■ Page excerpt
========================================================================

Interpreting the results

When a job is successfully submitted the user is redirected to a summary page where all the project details are available. This is also the place where the results are available once the calculations are finished. Depending on the chosen options several tabs will be available.


The "Project details" tab.

This tab contains information about the specified options used to run the job. It also contains some interactive links:
  • Input PDB download link in the Chain sequence(s) row.
  • Download all the data link in the Downloads row - download all the data produced during the simulation as a tar.gz archive. This includes all the dynamic mode models, mutants from automated mutations, etc.
  • Toggle log display - when clicked a simulation log produced by A4D standalone will be displayed.

The "Aggrescan4D plot" tab.

In this tab a single-chain plot breaking down the A4D scores for each residue is shown. There are several options:
  • Mouse over a point to see a detailed description.
  • Select the chain that is displayed in the Show chain dropdown menu.
  • Tick the "Show buried residues" box to also show the residues with A4D score equal to 0; considered buried which have negligible influential to the aggregation propensities.

The "Aggrescan4D score" tab.

In this tab the A4D score breakdown is presented in an interactive table. The table can be restricted to show only residues from a certain chain or within a given index range. Additional options include:
  • Download the table button - download a csv file with A4D scores for each residue obtained from regular A3D equation.
  • "mutate" buttons in the right side of the table - If the user wishes to re-submit the same structure but mutate chosen residues they can do so easily using these buttons. A box will appear with a list of amino acids which can be chosen from. Once all the desired mutations are selected hit the Submit button beneath the table.

The "Structure" tab.

In this tab the user can view the final structure in an interactive way. The residues are colored according to their A4D score, ranging from blue, which implies a soluble residue, to various red shades indicating aggregation prone residues.. Several ways of interacting with the visualization are available:
  • View in 3Dmol button - the default view is the 3Dmol viewer, this button can be used to get back to the original view after switching to the video view.
  • Start animation - the structure will start rotating for a better view
  • Take snapshot input and button - This button allows the user to take a snapshot of the viewed structure. User can specify a snapshot name or have the name automatically assigned based on the project name ("1ywo_e" in this example); a link to directly download the image will be presented The snapshot will remain available in the "Gallery" tab.
  • Label residue input and button - Type in a residue or a list of residues in a format of ResidueID+ChainID i.e. 12A, 13B. Upon hitting the button A label will be placed on the structure as shown on the screenshot.
  • Show labels button - shows the labels of all aggregation prone residues.
  • Delete label(s) button - a list of currently shown labels will appear they can be deleted from the view.
  • Play the video button - plays a short video of the structure replacing the current view.

The "pH details" tab.

========================================================================

■ Records
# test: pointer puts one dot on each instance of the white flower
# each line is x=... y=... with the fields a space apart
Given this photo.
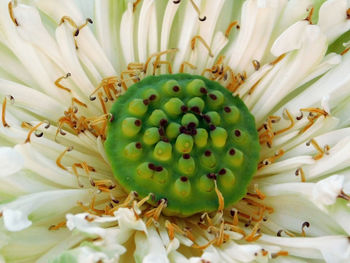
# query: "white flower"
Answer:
x=64 y=62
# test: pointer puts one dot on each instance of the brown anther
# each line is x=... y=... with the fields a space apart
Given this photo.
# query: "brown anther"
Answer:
x=230 y=26
x=33 y=129
x=12 y=16
x=134 y=5
x=309 y=16
x=300 y=172
x=59 y=158
x=198 y=11
x=157 y=56
x=185 y=63
x=193 y=43
x=3 y=112
x=256 y=64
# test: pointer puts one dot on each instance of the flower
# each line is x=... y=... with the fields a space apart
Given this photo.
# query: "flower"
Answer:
x=62 y=65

========================================================================

■ Task objective
Return everything in the Aggrescan4D results text above from "In this tab the A4D" down to "regular A3D equation.", copied word for word.

■ Exercise answer
In this tab the A4D score breakdown is presented in an interactive table. The table can be restricted to show only residues from a certain chain or within a given index range. Additional options include:
  • Download the table button - download a csv file with A4D scores for each residue obtained from regular A3D equation.